:: Prompt A ::
Gather every line of the records that contains the word "garage".

** Start of Document section **

Every investor would love to stumble upon the perfect stock. But will you ever really find a stock that provides everything you could possibly want?
One thing's for sure: You'll never discover truly great investments unless you actively look for them. Let's discuss the ideal qualities of a perfect stock, then decide if Toll Brothers (NYS: TOL) fits the bill.
The quest for perfection
Stocks that look great based on one factor may prove horrible elsewhere, making due diligence a crucial part of your investing research. The best stocks excel in many different areas, including these important factors:
Growth. Expanding businesses show healthy revenue growth. While past growth is no guarantee that revenue will keep rising, it's certainly a better sign than a stagnant top line.
Margins. Higher sales mean nothing if a company can't produce profits from them. Strong margins ensure that company can turn revenue into profit.
Balance sheet. At debt-laden companies, banks and bondholders compete with shareholders for management's attention. Companies with strong balance sheets don't have to worry about the distraction of debt.
Money-making opportunities. Return on equity helps measure how well a company is finding opportunities to turn its resources into profitable business endeavors.
Valuation. You can't afford to pay too much for even the best companies. By using normalized figures, you can see how a stock's simple earnings multiple fits into a longer-term context.
Dividends. For tangible proof of profits, a check to shareholders every three months can't be beat. Companies with solid dividends and strong commitments to increasing payouts treat shareholders well.
With those factors in mind, let's take a closer look at Toll Brothers.
What We Want to See
Pass or Fail?
5-Year Annual Revenue Growth > 15%
1-Year Revenue Growth > 12%
Gross Margin > 35%
Net Margin > 15%
Debt to Equity < 50%
Current Ratio > 1.3
Return on Equity > 15%
Normalized P/E < 20
Current Yield > 2%
5-Year Dividend Growth > 10%
1 out of 9
Source: Capital IQ, a division of Standard & Poor's. NM = not meaningful due to negative earnings. Total score = number of passes.

** End of Document section **

:: Prompt B ::
Proceed with the article on whether Toll Brothers is a perfect stock, picking up after its final line.

** Start of Excerpted records **

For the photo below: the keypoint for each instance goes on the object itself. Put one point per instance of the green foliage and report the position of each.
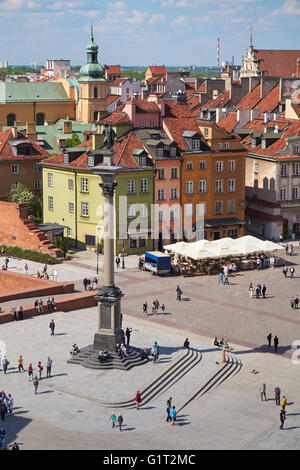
(30, 255)
(20, 193)
(72, 142)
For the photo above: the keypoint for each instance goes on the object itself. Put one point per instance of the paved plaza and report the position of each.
(70, 412)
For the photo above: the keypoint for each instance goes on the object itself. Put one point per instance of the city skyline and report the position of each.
(131, 32)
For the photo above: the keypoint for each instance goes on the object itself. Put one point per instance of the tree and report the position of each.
(20, 193)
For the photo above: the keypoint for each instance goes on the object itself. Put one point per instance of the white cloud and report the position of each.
(156, 18)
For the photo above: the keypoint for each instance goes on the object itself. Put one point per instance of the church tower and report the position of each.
(93, 89)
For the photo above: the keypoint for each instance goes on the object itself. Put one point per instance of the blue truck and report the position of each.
(157, 262)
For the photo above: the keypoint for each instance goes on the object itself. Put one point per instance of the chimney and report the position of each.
(67, 127)
(30, 128)
(298, 67)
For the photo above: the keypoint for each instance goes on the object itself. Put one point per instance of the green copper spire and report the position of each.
(92, 69)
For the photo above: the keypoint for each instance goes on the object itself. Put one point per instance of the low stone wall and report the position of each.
(65, 304)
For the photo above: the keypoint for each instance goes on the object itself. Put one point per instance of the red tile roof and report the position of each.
(250, 100)
(218, 102)
(6, 153)
(229, 122)
(270, 101)
(277, 63)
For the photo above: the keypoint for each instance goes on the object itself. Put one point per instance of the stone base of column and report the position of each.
(107, 341)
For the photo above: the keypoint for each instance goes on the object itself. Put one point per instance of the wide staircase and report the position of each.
(166, 379)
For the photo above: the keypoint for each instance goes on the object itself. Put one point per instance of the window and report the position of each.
(131, 186)
(219, 166)
(174, 173)
(202, 186)
(231, 186)
(296, 169)
(90, 240)
(283, 170)
(283, 194)
(131, 211)
(161, 174)
(219, 208)
(173, 152)
(50, 203)
(189, 187)
(295, 193)
(174, 194)
(219, 186)
(15, 169)
(231, 165)
(37, 184)
(144, 185)
(143, 210)
(84, 209)
(40, 119)
(160, 152)
(196, 144)
(10, 119)
(231, 207)
(161, 194)
(50, 180)
(84, 185)
(143, 161)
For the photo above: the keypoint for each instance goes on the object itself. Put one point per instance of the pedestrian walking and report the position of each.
(40, 369)
(292, 272)
(52, 327)
(263, 392)
(120, 421)
(35, 384)
(277, 392)
(285, 270)
(283, 402)
(113, 419)
(282, 417)
(138, 400)
(30, 372)
(173, 415)
(127, 333)
(269, 338)
(20, 364)
(49, 367)
(5, 363)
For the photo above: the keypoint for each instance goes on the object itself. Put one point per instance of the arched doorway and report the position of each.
(10, 119)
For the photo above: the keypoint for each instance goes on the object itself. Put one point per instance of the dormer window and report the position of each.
(196, 144)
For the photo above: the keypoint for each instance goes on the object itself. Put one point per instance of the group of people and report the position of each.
(294, 301)
(285, 271)
(90, 284)
(282, 403)
(259, 290)
(6, 409)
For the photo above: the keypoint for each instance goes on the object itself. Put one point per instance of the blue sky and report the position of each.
(145, 32)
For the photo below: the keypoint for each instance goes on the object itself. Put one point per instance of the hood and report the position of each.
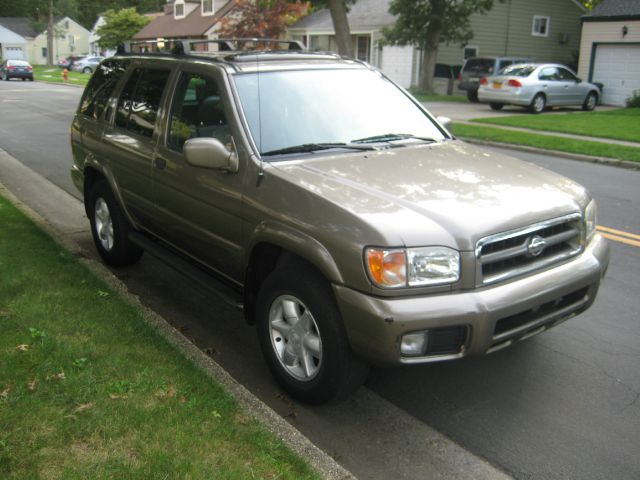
(449, 193)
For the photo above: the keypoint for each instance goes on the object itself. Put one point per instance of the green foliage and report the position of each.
(419, 21)
(634, 100)
(120, 26)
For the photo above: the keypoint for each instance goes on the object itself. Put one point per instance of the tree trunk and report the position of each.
(50, 35)
(428, 63)
(338, 11)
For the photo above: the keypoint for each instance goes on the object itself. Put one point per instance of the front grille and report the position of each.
(524, 250)
(446, 340)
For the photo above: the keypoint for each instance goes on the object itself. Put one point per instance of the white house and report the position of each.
(610, 49)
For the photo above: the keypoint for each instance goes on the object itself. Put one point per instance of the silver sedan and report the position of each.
(537, 86)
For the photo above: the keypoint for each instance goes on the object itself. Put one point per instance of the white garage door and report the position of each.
(617, 67)
(13, 53)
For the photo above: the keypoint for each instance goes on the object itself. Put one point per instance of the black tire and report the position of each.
(319, 336)
(538, 104)
(109, 227)
(590, 101)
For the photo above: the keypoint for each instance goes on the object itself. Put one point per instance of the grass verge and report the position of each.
(622, 124)
(43, 73)
(547, 142)
(89, 390)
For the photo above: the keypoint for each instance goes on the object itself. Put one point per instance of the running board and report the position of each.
(208, 282)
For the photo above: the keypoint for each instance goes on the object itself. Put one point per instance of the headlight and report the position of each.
(590, 219)
(412, 267)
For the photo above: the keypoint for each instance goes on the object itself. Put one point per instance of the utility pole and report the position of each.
(50, 35)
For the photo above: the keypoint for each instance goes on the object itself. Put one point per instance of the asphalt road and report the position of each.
(564, 404)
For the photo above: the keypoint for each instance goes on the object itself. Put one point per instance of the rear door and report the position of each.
(131, 136)
(200, 208)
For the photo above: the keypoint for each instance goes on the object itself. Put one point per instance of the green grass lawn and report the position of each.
(548, 142)
(622, 124)
(89, 390)
(43, 73)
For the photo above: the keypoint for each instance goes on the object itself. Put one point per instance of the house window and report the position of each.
(207, 7)
(178, 9)
(540, 27)
(469, 52)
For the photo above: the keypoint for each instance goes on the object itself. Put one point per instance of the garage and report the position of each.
(617, 67)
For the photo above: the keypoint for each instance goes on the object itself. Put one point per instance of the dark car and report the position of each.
(16, 69)
(69, 61)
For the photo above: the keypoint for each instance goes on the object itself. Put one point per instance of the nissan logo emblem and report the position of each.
(535, 245)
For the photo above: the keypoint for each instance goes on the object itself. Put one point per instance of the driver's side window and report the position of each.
(197, 111)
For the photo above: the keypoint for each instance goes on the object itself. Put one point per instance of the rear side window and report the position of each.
(100, 87)
(140, 100)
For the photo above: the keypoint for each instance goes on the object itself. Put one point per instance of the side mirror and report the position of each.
(446, 122)
(206, 152)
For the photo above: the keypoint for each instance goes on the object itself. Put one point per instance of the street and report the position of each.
(564, 404)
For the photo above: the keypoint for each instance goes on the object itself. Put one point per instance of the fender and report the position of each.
(298, 243)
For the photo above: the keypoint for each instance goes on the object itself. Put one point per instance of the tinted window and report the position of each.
(197, 111)
(100, 87)
(140, 99)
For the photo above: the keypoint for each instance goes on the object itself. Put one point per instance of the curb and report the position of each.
(571, 156)
(319, 460)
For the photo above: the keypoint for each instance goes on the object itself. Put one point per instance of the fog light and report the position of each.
(413, 343)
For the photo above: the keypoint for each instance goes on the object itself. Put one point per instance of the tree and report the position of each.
(120, 26)
(427, 23)
(262, 18)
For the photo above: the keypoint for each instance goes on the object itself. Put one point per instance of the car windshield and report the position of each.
(337, 108)
(518, 70)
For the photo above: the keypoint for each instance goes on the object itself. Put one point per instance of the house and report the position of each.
(12, 45)
(187, 19)
(610, 49)
(70, 38)
(544, 30)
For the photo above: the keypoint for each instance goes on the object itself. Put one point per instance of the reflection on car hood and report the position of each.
(450, 193)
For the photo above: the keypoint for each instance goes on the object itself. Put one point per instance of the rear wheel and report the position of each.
(302, 337)
(109, 227)
(590, 101)
(538, 103)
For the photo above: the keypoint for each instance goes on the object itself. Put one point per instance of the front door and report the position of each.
(200, 208)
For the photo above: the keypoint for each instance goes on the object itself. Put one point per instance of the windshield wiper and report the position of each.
(315, 147)
(392, 137)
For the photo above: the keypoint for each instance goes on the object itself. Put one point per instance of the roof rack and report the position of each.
(190, 47)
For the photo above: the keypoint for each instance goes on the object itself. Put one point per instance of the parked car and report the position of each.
(16, 69)
(537, 86)
(87, 64)
(349, 232)
(69, 61)
(475, 68)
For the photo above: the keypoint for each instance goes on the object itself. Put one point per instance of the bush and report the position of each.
(634, 100)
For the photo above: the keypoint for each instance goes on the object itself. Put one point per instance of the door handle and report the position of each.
(160, 163)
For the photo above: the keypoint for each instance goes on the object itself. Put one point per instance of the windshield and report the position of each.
(316, 107)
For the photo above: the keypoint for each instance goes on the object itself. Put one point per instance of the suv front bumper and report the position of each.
(493, 317)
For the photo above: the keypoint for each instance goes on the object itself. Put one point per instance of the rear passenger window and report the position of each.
(140, 99)
(96, 95)
(197, 111)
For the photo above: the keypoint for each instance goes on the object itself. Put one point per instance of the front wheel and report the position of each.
(302, 337)
(590, 102)
(538, 103)
(109, 227)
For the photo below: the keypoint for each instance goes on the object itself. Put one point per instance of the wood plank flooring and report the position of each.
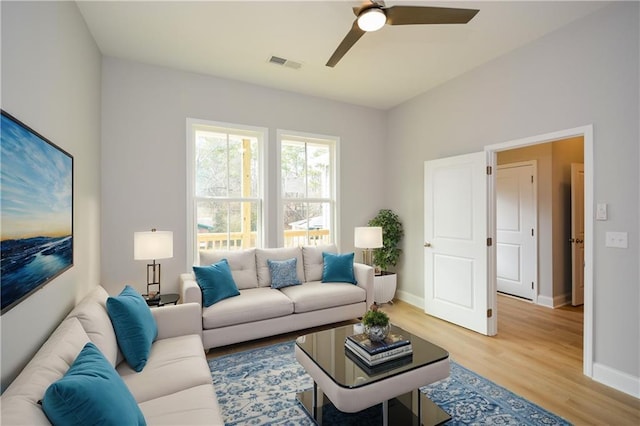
(537, 354)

** End of Excerpted records **

:: Result A ::
For the photo above: the keypoint for each instance goes on the object itself. Put one point per instance of the white garage door and report the position of each.
For the photo above: the keypoint for each instance goes on the object itself. Put one point per instance of the garage and report the position of each.

:: Result B ::
With just a single point, Toll Brothers is about as far from perfection as you can get. The homebuilder has faced the worst period for housing in history, and at least for now, there's no clear end to the pain in sight.
The terrible housing market has taken a bite out of the entire homebuilding industry. For years, homebuilders have faced falling revenue, big losses, and a lack of any obvious turnaround. Housing expert Robert Shiller thinks that even after steep drops, housing prices could fall 10% to 25% more.
Toll Brothers hasn't lost hope, though. In Toll's most recent quarter, pre-tax income jumped even excluding a lucrative tax benefit that accounted for most of the company's net profits. But revenue dropped 13%, with the company delivering 14% fewer homes and seeing higher cancellation rates than a year ago. Backlogs also jumped -- a positive sign compared with drops at Lennar (NYS: LEN) and KB Home (NYS: KBH) .
With better returns on equity and far less leverage than PulteGroup (NYS: PHM) and Beazer Homes (NYS: BZH) , Toll Brothers seems best poised to rebound when the housing market recovers. The big question, though, is when that recovery will start. Until it does, Toll Brothers isn't going to look like a perfect stock.
No stock is a sure thing, but some stocks are a lot closer to perfect than others. By looking for the perfect stock, you'll go a long way toward improving your investing prowess and learning how to separate out the best investments from the rest.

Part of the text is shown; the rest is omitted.